• Stated problem
Your task is to repeat, word for word, the line containing "the white face" and all lines that follow it to the end of the material, and no other lines.

#### The data ####

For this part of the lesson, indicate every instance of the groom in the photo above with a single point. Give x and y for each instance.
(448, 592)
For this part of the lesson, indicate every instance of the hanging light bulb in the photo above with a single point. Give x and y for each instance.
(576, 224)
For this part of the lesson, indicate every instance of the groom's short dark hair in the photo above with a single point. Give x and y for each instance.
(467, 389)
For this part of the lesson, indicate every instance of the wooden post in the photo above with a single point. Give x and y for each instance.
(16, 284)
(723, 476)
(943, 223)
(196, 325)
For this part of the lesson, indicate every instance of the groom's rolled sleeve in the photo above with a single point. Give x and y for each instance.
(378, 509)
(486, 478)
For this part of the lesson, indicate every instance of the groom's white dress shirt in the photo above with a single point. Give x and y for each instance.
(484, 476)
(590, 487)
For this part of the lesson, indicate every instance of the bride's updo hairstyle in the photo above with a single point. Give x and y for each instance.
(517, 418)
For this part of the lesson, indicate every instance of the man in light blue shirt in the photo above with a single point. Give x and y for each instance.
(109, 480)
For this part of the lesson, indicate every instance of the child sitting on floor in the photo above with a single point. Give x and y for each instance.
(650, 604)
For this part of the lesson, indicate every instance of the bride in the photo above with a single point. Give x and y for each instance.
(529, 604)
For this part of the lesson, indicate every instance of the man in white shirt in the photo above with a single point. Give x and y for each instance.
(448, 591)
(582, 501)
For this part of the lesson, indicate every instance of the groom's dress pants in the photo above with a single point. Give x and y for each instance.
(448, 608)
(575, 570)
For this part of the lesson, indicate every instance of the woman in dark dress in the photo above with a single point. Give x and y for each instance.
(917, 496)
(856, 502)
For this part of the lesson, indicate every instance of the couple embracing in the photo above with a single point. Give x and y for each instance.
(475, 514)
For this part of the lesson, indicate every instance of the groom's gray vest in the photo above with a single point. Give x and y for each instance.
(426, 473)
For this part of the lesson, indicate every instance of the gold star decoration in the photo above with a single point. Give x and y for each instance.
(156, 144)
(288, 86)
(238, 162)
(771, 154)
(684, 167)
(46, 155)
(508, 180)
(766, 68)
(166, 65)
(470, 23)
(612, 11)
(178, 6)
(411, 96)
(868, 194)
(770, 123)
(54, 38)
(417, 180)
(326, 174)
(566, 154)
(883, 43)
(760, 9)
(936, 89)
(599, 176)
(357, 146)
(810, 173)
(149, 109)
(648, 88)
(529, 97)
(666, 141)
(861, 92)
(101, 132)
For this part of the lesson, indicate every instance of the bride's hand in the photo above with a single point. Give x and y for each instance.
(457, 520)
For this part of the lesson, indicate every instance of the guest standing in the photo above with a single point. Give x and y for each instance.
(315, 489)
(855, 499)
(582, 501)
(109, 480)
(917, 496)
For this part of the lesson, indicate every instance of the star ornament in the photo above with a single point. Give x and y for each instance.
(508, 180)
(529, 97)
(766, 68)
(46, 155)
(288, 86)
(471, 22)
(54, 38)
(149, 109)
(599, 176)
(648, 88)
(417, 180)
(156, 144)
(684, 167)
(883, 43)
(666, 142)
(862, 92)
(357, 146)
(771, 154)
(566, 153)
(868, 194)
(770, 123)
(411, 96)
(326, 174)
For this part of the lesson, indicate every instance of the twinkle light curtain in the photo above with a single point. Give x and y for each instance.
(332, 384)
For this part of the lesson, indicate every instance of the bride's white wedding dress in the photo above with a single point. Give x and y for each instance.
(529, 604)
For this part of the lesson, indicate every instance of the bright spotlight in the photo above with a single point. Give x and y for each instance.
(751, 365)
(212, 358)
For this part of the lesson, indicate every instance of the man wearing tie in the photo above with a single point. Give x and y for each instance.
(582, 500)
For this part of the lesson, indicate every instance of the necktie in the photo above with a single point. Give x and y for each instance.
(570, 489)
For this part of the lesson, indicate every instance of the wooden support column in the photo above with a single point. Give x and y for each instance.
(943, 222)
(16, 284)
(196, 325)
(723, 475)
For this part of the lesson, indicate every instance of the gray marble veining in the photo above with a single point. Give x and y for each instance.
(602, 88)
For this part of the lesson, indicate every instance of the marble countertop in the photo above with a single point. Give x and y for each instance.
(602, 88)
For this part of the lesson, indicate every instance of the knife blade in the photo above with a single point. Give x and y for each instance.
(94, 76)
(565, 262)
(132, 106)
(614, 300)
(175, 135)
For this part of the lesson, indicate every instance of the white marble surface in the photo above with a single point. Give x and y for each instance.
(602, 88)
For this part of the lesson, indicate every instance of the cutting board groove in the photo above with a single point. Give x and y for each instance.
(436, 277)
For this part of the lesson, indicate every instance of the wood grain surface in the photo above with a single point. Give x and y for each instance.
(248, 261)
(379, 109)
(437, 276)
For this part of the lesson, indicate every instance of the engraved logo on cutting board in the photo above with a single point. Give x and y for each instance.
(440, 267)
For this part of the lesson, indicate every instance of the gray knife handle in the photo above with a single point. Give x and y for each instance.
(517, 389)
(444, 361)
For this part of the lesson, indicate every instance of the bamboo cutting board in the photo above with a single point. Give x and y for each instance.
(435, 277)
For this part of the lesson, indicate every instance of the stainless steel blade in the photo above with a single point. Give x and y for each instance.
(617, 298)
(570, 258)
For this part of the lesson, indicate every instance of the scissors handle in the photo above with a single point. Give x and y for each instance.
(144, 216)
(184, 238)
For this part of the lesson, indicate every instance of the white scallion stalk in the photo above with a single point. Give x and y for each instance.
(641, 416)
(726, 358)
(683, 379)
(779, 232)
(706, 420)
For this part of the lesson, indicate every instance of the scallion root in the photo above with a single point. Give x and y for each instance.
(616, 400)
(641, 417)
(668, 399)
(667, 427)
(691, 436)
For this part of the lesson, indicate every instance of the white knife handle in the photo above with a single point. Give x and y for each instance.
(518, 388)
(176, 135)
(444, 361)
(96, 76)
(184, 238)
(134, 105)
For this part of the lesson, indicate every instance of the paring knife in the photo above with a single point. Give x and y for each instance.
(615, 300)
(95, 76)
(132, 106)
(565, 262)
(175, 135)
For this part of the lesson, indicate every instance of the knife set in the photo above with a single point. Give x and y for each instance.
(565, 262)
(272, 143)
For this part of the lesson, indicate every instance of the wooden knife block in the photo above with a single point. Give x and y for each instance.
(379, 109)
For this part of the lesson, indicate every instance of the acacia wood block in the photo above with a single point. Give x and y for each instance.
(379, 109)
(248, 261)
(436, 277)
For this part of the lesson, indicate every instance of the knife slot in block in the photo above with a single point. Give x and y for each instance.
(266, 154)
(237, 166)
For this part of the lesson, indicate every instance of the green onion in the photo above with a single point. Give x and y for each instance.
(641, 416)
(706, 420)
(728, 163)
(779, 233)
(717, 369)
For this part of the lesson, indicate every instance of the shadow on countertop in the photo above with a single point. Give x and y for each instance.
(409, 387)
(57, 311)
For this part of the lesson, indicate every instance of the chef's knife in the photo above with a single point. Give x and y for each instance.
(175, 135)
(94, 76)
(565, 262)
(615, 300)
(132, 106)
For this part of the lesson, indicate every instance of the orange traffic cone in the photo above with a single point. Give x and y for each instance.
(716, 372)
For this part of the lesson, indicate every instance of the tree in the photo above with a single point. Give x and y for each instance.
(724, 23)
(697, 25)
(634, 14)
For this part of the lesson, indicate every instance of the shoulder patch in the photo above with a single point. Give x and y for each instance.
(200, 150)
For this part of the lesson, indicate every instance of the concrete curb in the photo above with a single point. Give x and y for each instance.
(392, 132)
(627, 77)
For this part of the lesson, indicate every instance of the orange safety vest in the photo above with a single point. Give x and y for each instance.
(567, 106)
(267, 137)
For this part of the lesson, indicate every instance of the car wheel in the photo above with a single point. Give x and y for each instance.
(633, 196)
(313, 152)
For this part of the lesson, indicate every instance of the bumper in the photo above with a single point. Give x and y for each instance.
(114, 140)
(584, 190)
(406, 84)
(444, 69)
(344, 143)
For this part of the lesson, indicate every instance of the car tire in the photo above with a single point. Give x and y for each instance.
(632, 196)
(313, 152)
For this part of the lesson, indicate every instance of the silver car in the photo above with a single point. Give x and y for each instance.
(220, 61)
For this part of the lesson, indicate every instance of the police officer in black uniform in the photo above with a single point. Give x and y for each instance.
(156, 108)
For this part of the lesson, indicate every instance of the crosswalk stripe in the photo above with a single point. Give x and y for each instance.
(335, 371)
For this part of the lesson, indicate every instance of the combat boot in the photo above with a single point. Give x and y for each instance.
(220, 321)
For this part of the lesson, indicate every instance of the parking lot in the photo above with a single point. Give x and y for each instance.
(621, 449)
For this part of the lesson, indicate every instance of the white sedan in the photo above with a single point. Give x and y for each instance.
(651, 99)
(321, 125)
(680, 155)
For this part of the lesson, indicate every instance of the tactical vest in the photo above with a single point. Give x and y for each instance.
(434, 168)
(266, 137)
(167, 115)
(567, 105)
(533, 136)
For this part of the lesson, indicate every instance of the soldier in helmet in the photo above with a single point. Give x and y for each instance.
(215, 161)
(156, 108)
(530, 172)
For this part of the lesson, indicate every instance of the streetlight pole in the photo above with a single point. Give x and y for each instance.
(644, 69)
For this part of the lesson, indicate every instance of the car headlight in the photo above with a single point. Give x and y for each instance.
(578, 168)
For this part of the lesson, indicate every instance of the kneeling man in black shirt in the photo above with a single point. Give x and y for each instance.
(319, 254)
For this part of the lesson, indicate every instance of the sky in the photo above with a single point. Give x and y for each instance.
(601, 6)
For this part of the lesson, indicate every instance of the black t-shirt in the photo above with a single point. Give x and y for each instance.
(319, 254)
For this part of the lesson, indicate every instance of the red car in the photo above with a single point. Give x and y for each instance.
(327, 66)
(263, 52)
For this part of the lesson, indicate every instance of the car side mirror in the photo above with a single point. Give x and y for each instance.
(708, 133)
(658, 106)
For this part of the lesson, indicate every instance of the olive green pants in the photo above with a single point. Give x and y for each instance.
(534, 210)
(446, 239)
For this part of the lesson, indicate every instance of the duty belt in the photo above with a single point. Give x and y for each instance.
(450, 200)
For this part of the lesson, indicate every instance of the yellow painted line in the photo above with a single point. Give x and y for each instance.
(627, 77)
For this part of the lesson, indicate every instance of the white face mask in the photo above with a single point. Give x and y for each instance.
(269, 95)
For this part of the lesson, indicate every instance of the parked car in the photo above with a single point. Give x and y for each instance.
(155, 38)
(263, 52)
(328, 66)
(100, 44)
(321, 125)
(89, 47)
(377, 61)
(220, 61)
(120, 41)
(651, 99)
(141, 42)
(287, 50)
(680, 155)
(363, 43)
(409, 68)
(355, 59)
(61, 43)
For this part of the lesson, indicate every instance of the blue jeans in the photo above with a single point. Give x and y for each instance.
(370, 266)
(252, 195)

####

• Response to this task
For this part of the lesson, indicate every instance of the white face mask in the photo above with a single point. Give x and y for each instance.
(269, 95)
For this part of the lesson, indicate every instance of the parked car in the photo above with a single point. Give x and y for each instance.
(155, 38)
(263, 52)
(328, 66)
(100, 44)
(321, 125)
(89, 47)
(377, 61)
(220, 61)
(120, 41)
(651, 99)
(141, 42)
(287, 50)
(680, 155)
(363, 43)
(409, 68)
(355, 59)
(61, 43)
For this part of the lesson, indicate every instance of the blue jeans in the photo above with a single point. Give x and y for each instance.
(370, 266)
(252, 195)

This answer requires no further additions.